Korte opdracht A: Welke twee essentiële criteria noemt de tekst over nietigverklaring van EU-handelingen voor het beperken van de werking van een uitleg door het Hof?

Document:
#####

Een EU-handeling wordt in beginsel met terugwerkende kracht (ex tunc) nietig verklaard als een beroep tegen de handeling gegrond wordt verklaard. Het EU-Hof kan echter bepalen welke gevolgen van de handeling, ondanks de nietigverklaring, toch gehandhaafd blijven (artikel 264 EU-Werkingsverdrag). De handhaving kan definitief zijn (C-263/14, Parlement tegen Raad) of gedurende een bepaalde periode, waarin gelegenheid bestaat voor de auteur(s) van de handeling om de gebreken te repareren (C-183/16 P, Tilly-Sabco).
Het EU-Hof hanteert strenge criteria om de gevolgen van een handeling in stand te laten tot de datum van het arrest indien het gaat om een prejudiciële uitspraak over de uitleg van een voorschrift van Unierecht (C-82/12, Transportes Jordi Besora, punt-40-49):
'De uitleg die het Hof geeft aan een voorschrift van Unierecht verklaart en preciseert de betekenis en de strekking van dat voorschrift zoals het sedert het tijdstip van de inwerkingtreding ervan moet of had moeten worden verstaan en toegepast. Die uitleg kan en moet door de nationale rechter worden toegepast op rechtsbetrekkingen die zijn ontstaan en tot stand zijn gekomen vóór het prejudicieel arrest waarbij op het verzoek om uitleg is beslist (mits die rechtsbetrekkingen dan nog aan de nationale rechter kunnen worden voorgelegd).
Alleen in zeer uitzonderlijke gevallen kan het Hof op grond van de rechtszekerheid besluiten beperkingen te stellen aan de mogelijkheid om met een beroep op een door het Hof uitgelegde bepaling te goeder trouw tot stand gekomen rechtsbetrekkingen opnieuw ter discussie te stellen. Tot een dergelijke beperking kan alleen worden besloten indien is voldaan aan twee essentiële criteria, te weten de goede trouw van de belanghebbende kringen en het gevaar voor ernstige verstoringen.

#####

Gegevensregels:

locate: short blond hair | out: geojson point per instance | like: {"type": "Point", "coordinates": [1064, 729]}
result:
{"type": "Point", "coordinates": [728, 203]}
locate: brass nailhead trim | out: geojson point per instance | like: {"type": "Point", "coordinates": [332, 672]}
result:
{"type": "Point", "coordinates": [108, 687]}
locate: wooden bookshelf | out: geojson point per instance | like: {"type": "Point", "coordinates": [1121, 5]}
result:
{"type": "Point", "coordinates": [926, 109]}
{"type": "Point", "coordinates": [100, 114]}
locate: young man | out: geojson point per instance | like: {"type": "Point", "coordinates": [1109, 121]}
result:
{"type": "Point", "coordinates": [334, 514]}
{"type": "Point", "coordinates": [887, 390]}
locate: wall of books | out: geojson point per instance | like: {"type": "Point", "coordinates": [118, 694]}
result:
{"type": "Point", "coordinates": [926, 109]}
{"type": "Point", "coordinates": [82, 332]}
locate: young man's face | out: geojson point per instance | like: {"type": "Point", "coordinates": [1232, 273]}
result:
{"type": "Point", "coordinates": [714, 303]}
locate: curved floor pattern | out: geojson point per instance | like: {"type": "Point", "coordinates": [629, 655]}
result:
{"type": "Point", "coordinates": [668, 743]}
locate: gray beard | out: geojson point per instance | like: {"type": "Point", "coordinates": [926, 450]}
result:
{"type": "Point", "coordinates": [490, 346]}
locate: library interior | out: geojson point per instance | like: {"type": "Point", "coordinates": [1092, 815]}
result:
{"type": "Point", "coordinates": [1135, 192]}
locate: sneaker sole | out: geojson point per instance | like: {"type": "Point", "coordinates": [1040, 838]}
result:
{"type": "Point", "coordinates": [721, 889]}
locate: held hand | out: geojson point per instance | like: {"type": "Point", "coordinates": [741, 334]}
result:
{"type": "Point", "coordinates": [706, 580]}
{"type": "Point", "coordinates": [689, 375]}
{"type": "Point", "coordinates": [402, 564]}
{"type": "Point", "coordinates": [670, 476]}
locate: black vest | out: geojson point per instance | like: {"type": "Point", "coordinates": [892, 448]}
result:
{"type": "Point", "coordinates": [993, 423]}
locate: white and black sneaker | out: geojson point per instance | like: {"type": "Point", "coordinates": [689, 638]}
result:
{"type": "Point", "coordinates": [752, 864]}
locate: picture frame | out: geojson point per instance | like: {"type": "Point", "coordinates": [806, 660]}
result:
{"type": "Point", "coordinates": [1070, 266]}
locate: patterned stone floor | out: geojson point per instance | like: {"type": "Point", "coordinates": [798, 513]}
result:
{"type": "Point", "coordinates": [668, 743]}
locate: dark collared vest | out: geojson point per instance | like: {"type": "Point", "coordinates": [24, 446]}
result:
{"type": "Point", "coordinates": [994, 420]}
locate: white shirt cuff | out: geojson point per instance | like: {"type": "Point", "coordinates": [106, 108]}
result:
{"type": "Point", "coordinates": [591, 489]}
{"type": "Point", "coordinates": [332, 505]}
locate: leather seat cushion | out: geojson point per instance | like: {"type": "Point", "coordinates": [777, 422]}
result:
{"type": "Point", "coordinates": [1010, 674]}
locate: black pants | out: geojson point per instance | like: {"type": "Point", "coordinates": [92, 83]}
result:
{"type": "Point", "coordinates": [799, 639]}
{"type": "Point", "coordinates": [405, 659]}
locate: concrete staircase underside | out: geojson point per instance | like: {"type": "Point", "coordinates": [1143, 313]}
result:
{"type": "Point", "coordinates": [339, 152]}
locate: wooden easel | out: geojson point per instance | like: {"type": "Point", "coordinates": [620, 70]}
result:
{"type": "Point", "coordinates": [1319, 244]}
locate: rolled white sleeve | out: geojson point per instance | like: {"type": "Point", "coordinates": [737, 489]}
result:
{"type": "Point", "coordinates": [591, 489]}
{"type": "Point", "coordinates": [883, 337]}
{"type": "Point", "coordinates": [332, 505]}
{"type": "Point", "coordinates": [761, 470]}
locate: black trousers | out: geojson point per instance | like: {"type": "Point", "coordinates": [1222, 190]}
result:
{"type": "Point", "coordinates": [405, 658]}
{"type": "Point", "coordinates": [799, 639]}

#####

Korte opdracht B: Verzamel alle regels uit de records waarin de tekenreeks "vest" voorkomt.

Resultaat opdracht A: De goede trouw van de belanghebbende kringen en het gevaar voor ernstige verstoringen.

Resultaat opdracht B:
locate: black vest | out: geojson point per instance | like: {"type": "Point", "coordinates": [892, 448]}
locate: dark collared vest | out: geojson point per instance | like: {"type": "Point", "coordinates": [24, 446]}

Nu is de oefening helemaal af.